* **Records for the task**

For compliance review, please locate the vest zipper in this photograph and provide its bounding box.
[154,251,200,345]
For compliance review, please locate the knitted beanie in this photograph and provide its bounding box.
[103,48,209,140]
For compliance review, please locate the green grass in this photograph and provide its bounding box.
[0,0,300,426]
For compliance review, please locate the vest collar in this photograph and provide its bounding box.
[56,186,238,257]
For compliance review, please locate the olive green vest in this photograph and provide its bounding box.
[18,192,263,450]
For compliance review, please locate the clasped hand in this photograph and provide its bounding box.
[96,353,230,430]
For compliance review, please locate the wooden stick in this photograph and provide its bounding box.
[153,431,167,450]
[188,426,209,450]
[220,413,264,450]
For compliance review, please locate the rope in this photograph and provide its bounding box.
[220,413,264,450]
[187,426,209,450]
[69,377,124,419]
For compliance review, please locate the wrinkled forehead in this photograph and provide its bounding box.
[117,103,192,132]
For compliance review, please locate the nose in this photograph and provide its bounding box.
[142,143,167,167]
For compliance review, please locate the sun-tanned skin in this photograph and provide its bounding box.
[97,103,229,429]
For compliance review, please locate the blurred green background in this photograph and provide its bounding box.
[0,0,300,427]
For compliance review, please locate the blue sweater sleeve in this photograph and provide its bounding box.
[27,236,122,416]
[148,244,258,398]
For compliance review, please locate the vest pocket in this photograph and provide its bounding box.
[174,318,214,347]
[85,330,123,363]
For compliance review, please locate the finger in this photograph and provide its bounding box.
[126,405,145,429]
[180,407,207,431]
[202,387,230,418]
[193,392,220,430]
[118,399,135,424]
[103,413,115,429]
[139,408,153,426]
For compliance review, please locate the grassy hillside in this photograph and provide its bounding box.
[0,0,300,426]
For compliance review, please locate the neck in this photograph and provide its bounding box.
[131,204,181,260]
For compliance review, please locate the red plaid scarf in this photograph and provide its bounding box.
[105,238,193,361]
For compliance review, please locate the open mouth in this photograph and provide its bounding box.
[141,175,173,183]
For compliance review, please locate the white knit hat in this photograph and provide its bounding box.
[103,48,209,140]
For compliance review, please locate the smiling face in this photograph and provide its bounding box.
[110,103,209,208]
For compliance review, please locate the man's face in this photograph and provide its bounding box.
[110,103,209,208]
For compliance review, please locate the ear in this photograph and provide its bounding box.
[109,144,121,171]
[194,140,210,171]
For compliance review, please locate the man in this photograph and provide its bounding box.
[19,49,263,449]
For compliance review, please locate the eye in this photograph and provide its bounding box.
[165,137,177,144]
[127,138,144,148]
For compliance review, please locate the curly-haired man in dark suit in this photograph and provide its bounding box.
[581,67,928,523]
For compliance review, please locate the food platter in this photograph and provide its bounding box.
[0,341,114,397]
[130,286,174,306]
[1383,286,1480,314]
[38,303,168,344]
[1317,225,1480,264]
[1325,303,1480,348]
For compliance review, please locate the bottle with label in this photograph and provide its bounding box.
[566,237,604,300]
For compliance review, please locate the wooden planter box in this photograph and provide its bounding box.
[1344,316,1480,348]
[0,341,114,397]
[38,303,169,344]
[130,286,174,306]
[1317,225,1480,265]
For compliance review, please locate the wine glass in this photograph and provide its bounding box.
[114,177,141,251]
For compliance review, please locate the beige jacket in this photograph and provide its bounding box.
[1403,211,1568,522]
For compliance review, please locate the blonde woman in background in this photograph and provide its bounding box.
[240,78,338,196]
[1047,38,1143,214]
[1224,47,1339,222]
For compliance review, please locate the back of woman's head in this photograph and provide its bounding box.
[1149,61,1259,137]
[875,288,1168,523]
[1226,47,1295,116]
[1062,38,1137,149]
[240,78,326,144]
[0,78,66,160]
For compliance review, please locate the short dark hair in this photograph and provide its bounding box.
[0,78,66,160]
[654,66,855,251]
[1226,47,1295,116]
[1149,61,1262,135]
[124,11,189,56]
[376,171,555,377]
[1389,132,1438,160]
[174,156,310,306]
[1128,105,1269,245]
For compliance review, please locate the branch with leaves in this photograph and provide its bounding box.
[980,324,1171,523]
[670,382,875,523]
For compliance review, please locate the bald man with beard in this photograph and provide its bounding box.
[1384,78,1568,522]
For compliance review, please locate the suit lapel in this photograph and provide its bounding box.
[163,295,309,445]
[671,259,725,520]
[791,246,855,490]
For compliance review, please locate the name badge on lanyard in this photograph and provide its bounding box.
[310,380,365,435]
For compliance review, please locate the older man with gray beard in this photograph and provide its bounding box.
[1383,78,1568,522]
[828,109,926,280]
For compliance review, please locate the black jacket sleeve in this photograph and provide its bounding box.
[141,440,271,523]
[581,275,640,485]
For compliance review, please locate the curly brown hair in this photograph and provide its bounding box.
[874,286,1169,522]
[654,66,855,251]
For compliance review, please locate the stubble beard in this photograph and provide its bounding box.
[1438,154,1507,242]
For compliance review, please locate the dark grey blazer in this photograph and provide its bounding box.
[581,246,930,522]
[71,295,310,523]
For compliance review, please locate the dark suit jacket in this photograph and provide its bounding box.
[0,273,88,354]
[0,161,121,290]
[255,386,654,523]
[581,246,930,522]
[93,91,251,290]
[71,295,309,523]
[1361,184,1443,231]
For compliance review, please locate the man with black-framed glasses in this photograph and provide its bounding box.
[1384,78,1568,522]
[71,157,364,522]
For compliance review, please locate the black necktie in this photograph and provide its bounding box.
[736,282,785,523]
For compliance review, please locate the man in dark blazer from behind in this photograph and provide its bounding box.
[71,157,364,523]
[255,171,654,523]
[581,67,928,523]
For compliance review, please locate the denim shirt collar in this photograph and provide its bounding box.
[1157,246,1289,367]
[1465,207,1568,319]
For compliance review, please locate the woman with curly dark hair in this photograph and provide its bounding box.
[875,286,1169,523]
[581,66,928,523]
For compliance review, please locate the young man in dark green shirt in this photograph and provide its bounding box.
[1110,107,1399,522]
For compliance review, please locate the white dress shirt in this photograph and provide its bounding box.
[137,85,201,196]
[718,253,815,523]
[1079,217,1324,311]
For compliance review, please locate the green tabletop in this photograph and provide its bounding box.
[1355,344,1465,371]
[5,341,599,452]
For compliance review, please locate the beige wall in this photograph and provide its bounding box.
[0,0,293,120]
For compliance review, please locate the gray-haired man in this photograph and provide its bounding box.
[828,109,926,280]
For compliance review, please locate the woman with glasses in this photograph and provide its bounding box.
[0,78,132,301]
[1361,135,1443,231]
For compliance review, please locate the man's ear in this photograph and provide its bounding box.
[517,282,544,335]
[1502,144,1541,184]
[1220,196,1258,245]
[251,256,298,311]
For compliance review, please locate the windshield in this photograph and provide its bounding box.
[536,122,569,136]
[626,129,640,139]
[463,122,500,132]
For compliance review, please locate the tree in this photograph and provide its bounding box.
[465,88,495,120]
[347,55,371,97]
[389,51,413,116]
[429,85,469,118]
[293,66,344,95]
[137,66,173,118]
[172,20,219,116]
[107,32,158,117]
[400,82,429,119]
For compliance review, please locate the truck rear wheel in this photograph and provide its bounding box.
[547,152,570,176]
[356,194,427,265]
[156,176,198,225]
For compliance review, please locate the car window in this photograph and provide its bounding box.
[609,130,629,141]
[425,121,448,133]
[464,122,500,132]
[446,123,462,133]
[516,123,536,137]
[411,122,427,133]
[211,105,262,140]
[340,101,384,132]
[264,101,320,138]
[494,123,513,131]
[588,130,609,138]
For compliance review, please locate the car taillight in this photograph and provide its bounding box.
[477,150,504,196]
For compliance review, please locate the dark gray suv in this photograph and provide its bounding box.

* **Brief**
Which lines in the records above contain the string "blazer"? Pull out each such line in full, and treat uppercase and lowercase letters as different.

* **Correct answer**
For compliance review, please locate the dark grey blazer in this photograph and provide its bounding box.
For compliance review, please locate the man in dark blazer from behind in this photograph and provide its bounding box.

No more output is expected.